§ What is expected:
Once you have read the entries below, write them all out again exactly.

---

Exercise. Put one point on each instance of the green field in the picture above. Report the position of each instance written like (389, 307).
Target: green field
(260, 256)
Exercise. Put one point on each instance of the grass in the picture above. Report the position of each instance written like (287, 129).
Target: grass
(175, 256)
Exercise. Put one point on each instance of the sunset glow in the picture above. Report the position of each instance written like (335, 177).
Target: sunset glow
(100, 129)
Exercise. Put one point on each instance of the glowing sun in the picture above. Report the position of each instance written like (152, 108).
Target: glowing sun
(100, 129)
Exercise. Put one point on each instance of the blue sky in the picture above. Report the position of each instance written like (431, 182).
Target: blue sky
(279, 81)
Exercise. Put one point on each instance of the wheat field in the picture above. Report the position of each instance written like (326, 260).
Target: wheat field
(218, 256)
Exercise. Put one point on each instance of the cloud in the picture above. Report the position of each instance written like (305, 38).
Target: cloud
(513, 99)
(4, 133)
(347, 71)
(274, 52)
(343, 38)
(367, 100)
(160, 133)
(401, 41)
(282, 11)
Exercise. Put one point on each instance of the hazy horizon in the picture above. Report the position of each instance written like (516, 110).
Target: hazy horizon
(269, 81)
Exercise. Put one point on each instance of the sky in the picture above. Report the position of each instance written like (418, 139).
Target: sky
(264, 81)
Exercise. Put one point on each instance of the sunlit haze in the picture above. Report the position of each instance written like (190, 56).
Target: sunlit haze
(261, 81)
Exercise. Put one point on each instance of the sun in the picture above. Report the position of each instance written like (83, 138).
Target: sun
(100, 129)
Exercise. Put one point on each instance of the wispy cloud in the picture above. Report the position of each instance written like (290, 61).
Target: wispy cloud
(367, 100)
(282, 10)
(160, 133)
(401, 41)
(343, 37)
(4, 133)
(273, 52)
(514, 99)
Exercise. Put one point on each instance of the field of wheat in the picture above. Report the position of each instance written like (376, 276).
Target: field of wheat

---

§ Your solution:
Exercise. Put one point on each instance of the green field in the picture above. Report the position of each instance written like (389, 307).
Target: green field
(260, 256)
Exercise. Put one point on each instance of the grass in the picture above. Report the position of each instance written like (287, 129).
Target: grass
(175, 256)
Exercise. Put one point on each instance of the sunset glow in the picture above. Report the position of each instance written like (335, 177).
Target: sunset glow
(100, 129)
Exercise. Put one point on each instance of the glowing sun in the picture above. Report the position of each instance written like (152, 108).
Target: glowing sun
(100, 129)
Exercise. Put one point on each instance of the blue sky in the picture above. Report the position of each instance written like (431, 182).
Target: blue sky
(279, 81)
Exercise. Put one point on each instance of the wheat field in the picture above. Report the position of each instance written like (326, 260).
Target: wheat field
(218, 256)
Exercise. Put one point on each instance of the cloud in the picture above. Report the position of each instance written like (305, 38).
Target: cloud
(513, 99)
(4, 133)
(347, 71)
(274, 52)
(343, 38)
(367, 100)
(160, 133)
(401, 41)
(282, 11)
Exercise. Put one point on each instance of the hazy horizon in the picture above. Report the position of each instance written like (516, 110).
Target: hazy horizon
(269, 81)
Exercise. Put one point on each instance of the sky in the picture above. Report the position of each instance written like (418, 139).
Target: sky
(264, 81)
Exercise. Put one point on each instance of the sunlit haze in the picture above. Report the position of each instance written like (190, 56).
Target: sunlit haze
(261, 81)
Exercise. Put one point on each instance of the sun in the picture above. Report the position of each instance written like (83, 138).
Target: sun
(100, 129)
Exercise. Put one point on each instance of the wispy cloud in the picture above. Report the position of each instance written like (290, 61).
Target: wispy cloud
(367, 100)
(282, 10)
(160, 133)
(401, 41)
(343, 37)
(4, 133)
(273, 52)
(514, 99)
Exercise. Put one point on each instance of the field of wheat in the picture above. Report the position of each instance written like (376, 276).
Target: field of wheat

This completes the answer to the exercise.